═══ Provided text ═══

An analysis of recent Pasifika education research literature to inform and improve outcomes for Pasifika learners

Publication Details

This aim of this report is to review education literature and clarify key evidence towards improved learning and achievement outcomes for Pasifika learners. It identifies priorities for future research in Pasifika education.

Author(s): Cherie Chu, Ali Glasgow, Fuapepe Rimoni, Mimi Hodis and Luanna H. Meyer, Victoria University of Wellington.

Date Published: July 2013

Executive Summary

This review of the literature highlights and clarifies key evidence towards improved learning and achievement outcomes for Pasifika learners and identifies priorities for future research in Pasifika education. Specifically, the report is a critical analysis of the Pasifika education literature since 2001 to:

  • build on important findings identified in the Coxon et al. (2002) Pasifika education research literature review
  • identify important gaps in our research-based knowledge about strategies to attain improved learning and achievement outcomes for all Pasifika learners in Aotearoa New Zealand
  • suggest future priorities for research that can be used to inform policy and practice to achieve the best possible educational outcomes for Pasifika learners in Aotearoa New Zealand.

The review of the literature was guided by the report of the Working Group on research priorities for Pasifika education (Ministry of Education, 2012) and the Pasifika Education Plan Monitoring Report 2009 (Ministry of Education, 2011). This present report includes:

  • A critical analysis of the evidence for five ‘areas for investigation’, with a view towards potential contributions to policy and practice in Pasifika education. These areas were identified as key areas for improvement in the Ministry of Education’s Pasifika Education Plan 2009–2012 and used by the Working Group mentioned above as the basis for developing a set of research priorities. These five topical areas are: governance and leadership; families and community engagement; literacy and numeracy; effective teaching; transitions.
  • A summary of the extent to which sector information gaps and recommended research priorities identified by Coxon et al (2002) have been addressed since their review. The sectors are: early childhood; primary; secondary; tertiary.

═══ Records shown ═══

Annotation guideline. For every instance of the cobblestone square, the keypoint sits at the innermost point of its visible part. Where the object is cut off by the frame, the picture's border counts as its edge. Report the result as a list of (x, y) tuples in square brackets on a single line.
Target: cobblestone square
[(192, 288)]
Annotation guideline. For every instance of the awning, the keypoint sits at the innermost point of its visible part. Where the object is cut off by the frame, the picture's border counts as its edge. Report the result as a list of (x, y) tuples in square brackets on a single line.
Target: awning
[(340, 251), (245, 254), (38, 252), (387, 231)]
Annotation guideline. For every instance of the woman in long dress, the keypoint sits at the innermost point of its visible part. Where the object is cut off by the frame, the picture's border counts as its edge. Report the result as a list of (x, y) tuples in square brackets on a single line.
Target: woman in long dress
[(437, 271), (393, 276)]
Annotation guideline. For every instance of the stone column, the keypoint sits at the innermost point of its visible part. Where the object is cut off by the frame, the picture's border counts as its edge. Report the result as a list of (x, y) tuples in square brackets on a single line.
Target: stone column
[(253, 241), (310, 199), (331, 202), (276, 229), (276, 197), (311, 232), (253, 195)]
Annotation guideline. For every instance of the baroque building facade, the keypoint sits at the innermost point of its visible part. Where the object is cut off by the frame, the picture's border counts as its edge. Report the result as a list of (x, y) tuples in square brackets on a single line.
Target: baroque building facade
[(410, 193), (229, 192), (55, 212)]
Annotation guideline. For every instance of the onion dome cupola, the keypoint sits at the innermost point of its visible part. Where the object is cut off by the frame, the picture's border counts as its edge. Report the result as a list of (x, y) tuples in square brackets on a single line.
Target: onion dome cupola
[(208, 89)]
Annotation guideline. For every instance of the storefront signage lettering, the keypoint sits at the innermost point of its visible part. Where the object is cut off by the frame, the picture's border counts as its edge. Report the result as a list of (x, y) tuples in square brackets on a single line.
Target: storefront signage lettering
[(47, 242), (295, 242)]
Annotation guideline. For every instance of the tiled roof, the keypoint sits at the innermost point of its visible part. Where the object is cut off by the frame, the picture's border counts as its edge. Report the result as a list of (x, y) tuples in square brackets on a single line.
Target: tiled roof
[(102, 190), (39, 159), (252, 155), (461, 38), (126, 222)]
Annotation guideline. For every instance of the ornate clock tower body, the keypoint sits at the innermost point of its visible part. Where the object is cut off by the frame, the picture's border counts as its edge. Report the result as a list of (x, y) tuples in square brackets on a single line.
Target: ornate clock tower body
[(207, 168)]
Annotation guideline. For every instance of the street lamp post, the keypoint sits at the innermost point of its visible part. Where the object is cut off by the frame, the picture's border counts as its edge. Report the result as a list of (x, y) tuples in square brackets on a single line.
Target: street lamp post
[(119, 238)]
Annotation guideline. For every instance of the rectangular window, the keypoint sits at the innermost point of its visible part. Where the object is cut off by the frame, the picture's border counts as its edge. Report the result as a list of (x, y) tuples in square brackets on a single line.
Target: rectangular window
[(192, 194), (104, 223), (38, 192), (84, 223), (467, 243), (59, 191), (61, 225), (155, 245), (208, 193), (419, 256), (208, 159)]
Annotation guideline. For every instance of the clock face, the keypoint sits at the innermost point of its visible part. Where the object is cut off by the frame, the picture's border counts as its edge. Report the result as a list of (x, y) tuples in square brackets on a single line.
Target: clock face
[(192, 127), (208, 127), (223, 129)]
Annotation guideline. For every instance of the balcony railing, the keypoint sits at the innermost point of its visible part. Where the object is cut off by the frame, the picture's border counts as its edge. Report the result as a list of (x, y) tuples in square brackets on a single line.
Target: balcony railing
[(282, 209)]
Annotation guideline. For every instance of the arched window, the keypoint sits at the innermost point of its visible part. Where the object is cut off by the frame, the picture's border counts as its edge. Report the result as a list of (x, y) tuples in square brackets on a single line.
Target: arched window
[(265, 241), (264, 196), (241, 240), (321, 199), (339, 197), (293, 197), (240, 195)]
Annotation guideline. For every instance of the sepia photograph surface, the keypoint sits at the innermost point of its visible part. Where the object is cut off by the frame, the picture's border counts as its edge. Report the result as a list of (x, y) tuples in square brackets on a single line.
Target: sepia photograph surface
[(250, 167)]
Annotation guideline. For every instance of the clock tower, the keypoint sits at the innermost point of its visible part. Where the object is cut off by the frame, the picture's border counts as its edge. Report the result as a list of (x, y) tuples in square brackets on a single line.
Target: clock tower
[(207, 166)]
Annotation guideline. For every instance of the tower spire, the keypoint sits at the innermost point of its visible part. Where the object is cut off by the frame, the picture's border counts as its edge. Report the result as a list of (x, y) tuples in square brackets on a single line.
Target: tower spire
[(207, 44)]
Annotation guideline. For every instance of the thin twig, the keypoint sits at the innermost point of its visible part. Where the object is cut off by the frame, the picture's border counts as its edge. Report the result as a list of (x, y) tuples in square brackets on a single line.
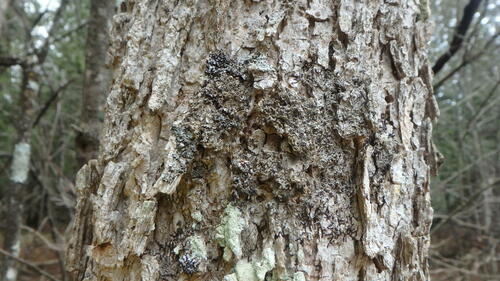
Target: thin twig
[(459, 36)]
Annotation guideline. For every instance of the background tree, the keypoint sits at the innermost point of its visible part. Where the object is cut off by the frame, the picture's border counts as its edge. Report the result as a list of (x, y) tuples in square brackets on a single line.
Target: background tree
[(97, 77), (38, 64), (261, 140), (465, 194)]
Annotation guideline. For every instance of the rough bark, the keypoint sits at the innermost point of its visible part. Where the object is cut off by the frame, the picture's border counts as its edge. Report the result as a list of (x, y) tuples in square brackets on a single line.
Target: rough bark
[(97, 79), (262, 140)]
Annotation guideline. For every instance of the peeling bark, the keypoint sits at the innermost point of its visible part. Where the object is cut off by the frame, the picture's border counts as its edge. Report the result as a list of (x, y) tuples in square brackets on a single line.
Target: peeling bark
[(262, 140)]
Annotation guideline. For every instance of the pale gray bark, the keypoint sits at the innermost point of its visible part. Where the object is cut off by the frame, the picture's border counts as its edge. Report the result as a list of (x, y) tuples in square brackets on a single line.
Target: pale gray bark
[(262, 140), (97, 78)]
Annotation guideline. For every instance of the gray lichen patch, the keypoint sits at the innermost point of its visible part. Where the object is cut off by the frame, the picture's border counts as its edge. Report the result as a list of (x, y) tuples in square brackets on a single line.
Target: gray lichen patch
[(228, 233), (21, 162)]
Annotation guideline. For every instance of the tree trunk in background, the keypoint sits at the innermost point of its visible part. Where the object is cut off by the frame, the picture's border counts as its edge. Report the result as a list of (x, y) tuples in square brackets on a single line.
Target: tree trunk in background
[(262, 140), (97, 79), (4, 5), (19, 170)]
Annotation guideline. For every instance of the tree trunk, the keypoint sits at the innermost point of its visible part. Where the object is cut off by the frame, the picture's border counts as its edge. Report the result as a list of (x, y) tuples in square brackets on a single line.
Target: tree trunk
[(262, 140), (4, 6), (97, 79)]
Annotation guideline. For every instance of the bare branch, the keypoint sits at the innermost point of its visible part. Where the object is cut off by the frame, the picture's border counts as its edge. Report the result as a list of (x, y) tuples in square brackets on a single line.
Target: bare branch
[(458, 38), (465, 62)]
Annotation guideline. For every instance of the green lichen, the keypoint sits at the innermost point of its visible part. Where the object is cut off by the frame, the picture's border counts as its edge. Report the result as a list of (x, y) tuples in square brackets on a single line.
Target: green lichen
[(424, 10), (197, 247), (197, 216), (255, 270), (299, 276), (266, 264), (228, 232)]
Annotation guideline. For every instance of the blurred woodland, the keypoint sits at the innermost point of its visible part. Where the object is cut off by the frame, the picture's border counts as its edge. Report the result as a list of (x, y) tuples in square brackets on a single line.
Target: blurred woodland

═══

_Tasks to carry out_
• a. In the Pasifika education report, condense the paragraph beginning "A critical analysis of the evidence for five" into a short bulleted list that keeps its main facts.
• b. Carry on writing the Pasifika education report from the point where it stops.
The rows have nothing to do with the Pasifika education report.

_Per-task answers_
• a.
- Critically analyzes the evidence for five areas for investigation, with a view to possible contributions to Pasifika education policy and practice.
- The Ministry of Education's Pasifika Education Plan 2009–2012 identified these as key areas for improvement.
- The Working Group used them as the basis for developing a set of research priorities.
- The five areas are governance and leadership, families and community engagement, literacy and numeracy, effective teaching, and transitions.

• b.
  • Identification, for each of the topical ‘areas for investigation’, of: (a) significant information gaps; and (b) research priorities to address identified information gaps and build on key findings from research to date to inform policy and practice for improved Pasifika education outcomes.

The report is designed to be responsive to Ministry of Education requirements but also to be useful and accessible for a range of other audiences. Other audiences who hold key stakeholder roles in Pasifika education include policy developers, teachers in each of the sectors (early childhood, primary, intermediate, secondary and tertiary), teacher educators, experienced and emerging educational researchers including Pasifika researchers, and Pasifika parents and other interested community members.

Evidence over the last 10 years to support policy and practice

The overall aim of the project was to review and summarise recent (2002–2012) empirical evidence that could contribute to the development of educational policy and practice to enhance Pasifika learner outcomes. Highlights of the key findings of the research literature reviewed are summarised below.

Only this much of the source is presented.